Der Heldenkult im Nationalsozialismus - ein religiöses Phänomen?


Dossier / Travail de Séminaire, 2002

25 Pages, Note: 2,0


Extrait


Gliederung

1 Einleitung

2 Begriffsklärungen
2.1 Definition des Mythosbegriffs
2.2 Begriffsdefinition von Ritual und Symbol

3 Der Ursprung des nationalsozialistischen Heldenmythos
3.1 9. November 1923 – Der Anfang
3.2 Mythen und ihre Wirkung

4 Sinn und Funktion der Mythen im Dritten Reich
4.1 Die Grundfunktionen
4.2 Die Rolle Goebbels bei der Verbreitung von Mythen

5 Zusammenfassung und Fazit

6 Literaturverzeichnis

1 Einleitung

Im Rahmen des Hauptseminars „Vergangenheitspolitik in Deutschland“ soll sich diese Seminararbeit mit der Thematik der Heldenmythen im Nationalsozialismus beschäftigen. Zu Beginn werden einige Begriffe, wie Mythos und Ritual, näher erläutert und es wird auf weitere in Bezug dazu stehende Begriffe verwiesen. Im Mittelpunkt dieser Arbeit steht der Aspekt, ob es sich hierbei ausschließlich um ein Phänomen der damaligen Zeit handelt. Da dies gleich zu Beginn ausgeschlossen werden kann, muss nach dem Ursprung der nationalsozialistischen Mythen gefragt werden. Am Fallbeispiel des 9. November 1923 sollen die damit zusammenhängenden wichtigsten Punkte geklärt werden. Hierbei mag die Wahl des Ereignisses vielleicht verwundern, da dieses vor der eigentlichen Machtergreifung der Nationalsozialisten liegt. Aber gerade darin wird bei genauerer Betrachtung die Stärke der Symbolik verdeutlicht, dass erst dieses „Blutopfer“ nötig war, um den „Mythos von der ideologischen Unsterblichkeit“ zu verewigen und die Machtergreifung 1933 zu erreichen.

● Gezeigtes Material
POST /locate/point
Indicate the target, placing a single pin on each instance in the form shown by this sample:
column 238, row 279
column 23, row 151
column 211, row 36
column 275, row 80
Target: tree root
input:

● Aufgaben
[a] Welche Hauptkapitel nennt die Gliederung im Seitenauszug zum Heldenkult im Nationalsozialismus? Liste sie alle mit ihrer Nummer auf, ohne die Unterkapitel.
[b] Wie lautet der Satz „Am Fallbeispiel des 9. November 1923 sollen die damit zusammenhängenden wichtigsten Punkte geklärt werden.“ aus dem Seitenauszug zum Heldenkult im Nationalsozialismus auf Englisch?
[c] Kannst du den Seitenauszug zum Heldenkult im Nationalsozialismus nach seinem letzten Satz fortführen?

● Erwartete Ergebnisse
[a]
1 Einleitung
2 Begriffsklärungen
3 Der Ursprung des nationalsozialistischen Heldenmythos
4 Sinn und Funktion der Mythen im Dritten Reich
5 Zusammenfassung und Fazit
6 Literaturverzeichnis

[b] The case study of November 9, 1923, is meant to clarify the most important points connected with this.

[c]
Des weiteren wird die Wirkung solcher Mythen zu klären sein. Beeinflussten sie die Bevölkerung unterschiedlich? Lässt sich zwischen guten und bösen Mythen unterscheiden? Wie hoch muss ihre emotionale Stärke in Verbindung mit politischen Ereignissen eingeschätzt werden? Welche Mittel werden eingesetzt, um ihre Wirkung vielleicht noch zu verstärken? Des Weiteren sollen Sinn und Funktion der Mythen und ihrer Symbole innerhalb der nationalsozialistischen Ideologie geklärt werden. Welche Aufgaben nahmen sie als Instrumente innerhalb der Artikulation in der politischen und gesellschaftlichen Wirklichkeit des Dritten Reiches ein? Wer war für die Darstellung solcher Heldengeschichten zuständig und wie kam es zu ihrer glaubwürdigen Verbreitung? Eine nicht zu unterschätzende Rolle wird hierbei der spätere Reichsminister für Volksaufklärung und Propaganda, Joseph Goebbels, spielen.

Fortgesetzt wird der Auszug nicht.